**Saved entries:**
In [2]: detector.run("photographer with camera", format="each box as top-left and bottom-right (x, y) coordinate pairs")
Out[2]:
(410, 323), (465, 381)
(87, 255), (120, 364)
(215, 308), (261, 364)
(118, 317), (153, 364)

**Directions:** A complete and exact reproduction of the data is needed.

**Result for this exercise:**
In [2]: detector.run("photographer with camera", format="each box as top-left and bottom-right (x, y) coordinate pairs")
Out[2]:
(410, 323), (465, 381)
(87, 255), (120, 364)
(215, 308), (261, 364)
(118, 317), (153, 364)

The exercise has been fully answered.